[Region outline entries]
*-*-*
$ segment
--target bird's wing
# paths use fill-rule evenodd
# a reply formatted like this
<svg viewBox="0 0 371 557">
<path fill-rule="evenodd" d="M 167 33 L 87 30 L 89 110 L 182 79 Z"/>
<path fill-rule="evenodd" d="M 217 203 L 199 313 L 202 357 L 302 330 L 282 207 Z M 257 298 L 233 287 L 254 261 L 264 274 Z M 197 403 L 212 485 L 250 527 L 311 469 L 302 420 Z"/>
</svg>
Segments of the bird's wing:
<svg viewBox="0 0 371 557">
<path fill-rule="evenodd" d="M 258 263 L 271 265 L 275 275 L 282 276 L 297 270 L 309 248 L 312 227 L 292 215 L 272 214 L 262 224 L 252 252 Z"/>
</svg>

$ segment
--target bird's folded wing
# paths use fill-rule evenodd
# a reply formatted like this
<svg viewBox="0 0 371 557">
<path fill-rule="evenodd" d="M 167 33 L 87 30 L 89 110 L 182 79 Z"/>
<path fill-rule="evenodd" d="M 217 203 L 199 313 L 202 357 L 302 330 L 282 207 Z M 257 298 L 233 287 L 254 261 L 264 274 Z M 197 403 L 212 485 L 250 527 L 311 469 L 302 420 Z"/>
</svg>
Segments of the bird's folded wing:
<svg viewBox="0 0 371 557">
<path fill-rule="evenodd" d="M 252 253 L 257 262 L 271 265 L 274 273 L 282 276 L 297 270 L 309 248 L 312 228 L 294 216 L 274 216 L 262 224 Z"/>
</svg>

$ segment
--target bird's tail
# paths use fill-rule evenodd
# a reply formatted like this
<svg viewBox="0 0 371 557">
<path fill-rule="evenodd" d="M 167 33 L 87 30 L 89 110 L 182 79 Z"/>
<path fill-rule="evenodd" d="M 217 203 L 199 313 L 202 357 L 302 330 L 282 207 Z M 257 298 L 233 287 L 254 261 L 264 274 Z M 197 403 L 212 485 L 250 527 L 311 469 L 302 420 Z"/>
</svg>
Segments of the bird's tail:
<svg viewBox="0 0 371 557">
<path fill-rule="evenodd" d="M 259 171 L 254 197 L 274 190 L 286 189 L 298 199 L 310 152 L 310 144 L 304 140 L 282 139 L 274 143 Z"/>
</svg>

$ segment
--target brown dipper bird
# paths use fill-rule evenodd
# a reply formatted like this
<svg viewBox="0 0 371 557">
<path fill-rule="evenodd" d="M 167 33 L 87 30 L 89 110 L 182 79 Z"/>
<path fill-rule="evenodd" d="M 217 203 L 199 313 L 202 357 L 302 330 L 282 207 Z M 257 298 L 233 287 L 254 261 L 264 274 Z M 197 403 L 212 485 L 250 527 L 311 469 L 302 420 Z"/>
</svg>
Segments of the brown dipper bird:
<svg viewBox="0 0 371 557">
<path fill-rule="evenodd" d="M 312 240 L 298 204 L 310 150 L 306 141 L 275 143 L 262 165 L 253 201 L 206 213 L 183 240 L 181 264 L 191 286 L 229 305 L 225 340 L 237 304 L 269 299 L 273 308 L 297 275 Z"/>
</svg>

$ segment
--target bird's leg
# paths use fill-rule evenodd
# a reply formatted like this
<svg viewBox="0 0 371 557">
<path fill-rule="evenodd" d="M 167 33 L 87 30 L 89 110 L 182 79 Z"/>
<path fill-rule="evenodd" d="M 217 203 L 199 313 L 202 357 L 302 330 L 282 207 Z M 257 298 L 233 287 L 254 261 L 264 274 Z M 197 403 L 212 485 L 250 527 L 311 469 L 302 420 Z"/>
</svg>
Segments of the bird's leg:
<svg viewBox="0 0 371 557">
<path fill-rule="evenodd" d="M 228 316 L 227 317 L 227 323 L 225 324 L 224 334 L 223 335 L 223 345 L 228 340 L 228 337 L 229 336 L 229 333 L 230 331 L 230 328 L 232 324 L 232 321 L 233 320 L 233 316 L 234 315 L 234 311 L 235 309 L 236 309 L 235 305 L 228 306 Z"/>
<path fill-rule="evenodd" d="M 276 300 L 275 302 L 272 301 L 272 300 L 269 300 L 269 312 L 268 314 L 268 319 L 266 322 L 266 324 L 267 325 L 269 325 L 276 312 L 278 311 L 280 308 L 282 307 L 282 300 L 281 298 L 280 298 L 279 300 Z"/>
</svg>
*-*-*
Work instructions. Reproduce all of the data exactly as given.

Expected answer.
$ segment
--target bird's wing
# paths use fill-rule evenodd
# a reply formatted like this
<svg viewBox="0 0 371 557">
<path fill-rule="evenodd" d="M 167 33 L 87 30 L 89 110 L 182 79 Z"/>
<path fill-rule="evenodd" d="M 217 203 L 199 313 L 202 357 L 302 330 L 282 207 Z M 257 298 L 233 287 L 254 261 L 264 274 Z M 197 403 L 212 485 L 250 527 L 311 469 L 302 420 Z"/>
</svg>
Segments of the bird's wing:
<svg viewBox="0 0 371 557">
<path fill-rule="evenodd" d="M 258 263 L 271 265 L 275 275 L 282 276 L 297 270 L 309 248 L 312 227 L 292 215 L 272 214 L 262 224 L 252 252 Z"/>
</svg>

$ segment
--target bird's folded wing
# paths use fill-rule evenodd
# a reply formatted like this
<svg viewBox="0 0 371 557">
<path fill-rule="evenodd" d="M 167 33 L 87 30 L 89 110 L 182 79 Z"/>
<path fill-rule="evenodd" d="M 217 203 L 199 313 L 202 357 L 302 330 L 282 207 Z M 257 298 L 233 287 L 254 261 L 264 274 Z M 197 403 L 212 485 L 250 527 L 311 469 L 302 420 Z"/>
</svg>
Segments of the bird's folded wing:
<svg viewBox="0 0 371 557">
<path fill-rule="evenodd" d="M 252 253 L 257 262 L 271 265 L 274 273 L 282 276 L 297 270 L 309 248 L 312 228 L 294 216 L 274 216 L 262 224 Z"/>
</svg>

$ segment
--target bird's tail
# paths use fill-rule evenodd
# a reply formatted like this
<svg viewBox="0 0 371 557">
<path fill-rule="evenodd" d="M 167 33 L 87 30 L 89 110 L 182 79 Z"/>
<path fill-rule="evenodd" d="M 217 203 L 199 313 L 202 357 L 302 330 L 282 207 Z M 257 298 L 233 287 L 254 261 L 264 274 Z M 197 403 L 212 485 L 250 527 L 311 469 L 302 420 Z"/>
</svg>
Segments of the bird's tail:
<svg viewBox="0 0 371 557">
<path fill-rule="evenodd" d="M 259 171 L 254 197 L 274 190 L 286 189 L 298 199 L 310 152 L 310 144 L 304 140 L 282 139 L 274 143 Z"/>
</svg>

$ segment
--target brown dipper bird
# paths use fill-rule evenodd
# a reply formatted like this
<svg viewBox="0 0 371 557">
<path fill-rule="evenodd" d="M 167 33 L 87 30 L 89 110 L 182 79 Z"/>
<path fill-rule="evenodd" d="M 217 203 L 199 313 L 202 357 L 302 330 L 282 207 Z M 257 298 L 233 287 L 254 261 L 264 274 Z M 197 403 L 212 485 L 250 527 L 311 469 L 302 420 Z"/>
</svg>
Segments of the brown dipper bird:
<svg viewBox="0 0 371 557">
<path fill-rule="evenodd" d="M 312 240 L 298 204 L 310 150 L 306 141 L 275 143 L 262 165 L 253 201 L 206 213 L 183 240 L 181 264 L 191 286 L 229 305 L 225 340 L 237 304 L 269 299 L 273 308 L 297 275 Z"/>
</svg>

$ segment
--target bird's leg
# paths use fill-rule evenodd
# a reply formatted like this
<svg viewBox="0 0 371 557">
<path fill-rule="evenodd" d="M 167 33 L 87 30 L 89 110 L 182 79 Z"/>
<path fill-rule="evenodd" d="M 217 203 L 199 313 L 202 357 L 302 330 L 282 207 Z M 257 298 L 233 287 L 254 261 L 264 274 Z M 197 403 L 212 485 L 250 527 L 311 469 L 302 420 Z"/>
</svg>
Segments of the bird's leg:
<svg viewBox="0 0 371 557">
<path fill-rule="evenodd" d="M 228 316 L 227 317 L 227 323 L 225 324 L 224 334 L 223 335 L 223 345 L 228 340 L 228 337 L 229 336 L 229 333 L 230 331 L 230 328 L 232 324 L 232 321 L 233 320 L 233 316 L 234 315 L 234 311 L 235 309 L 236 309 L 235 305 L 228 306 Z"/>
<path fill-rule="evenodd" d="M 276 300 L 275 302 L 272 301 L 272 300 L 269 300 L 269 312 L 268 314 L 268 319 L 266 322 L 266 324 L 267 325 L 269 325 L 276 312 L 278 311 L 280 308 L 282 307 L 282 300 L 281 298 L 280 298 L 279 300 Z"/>
</svg>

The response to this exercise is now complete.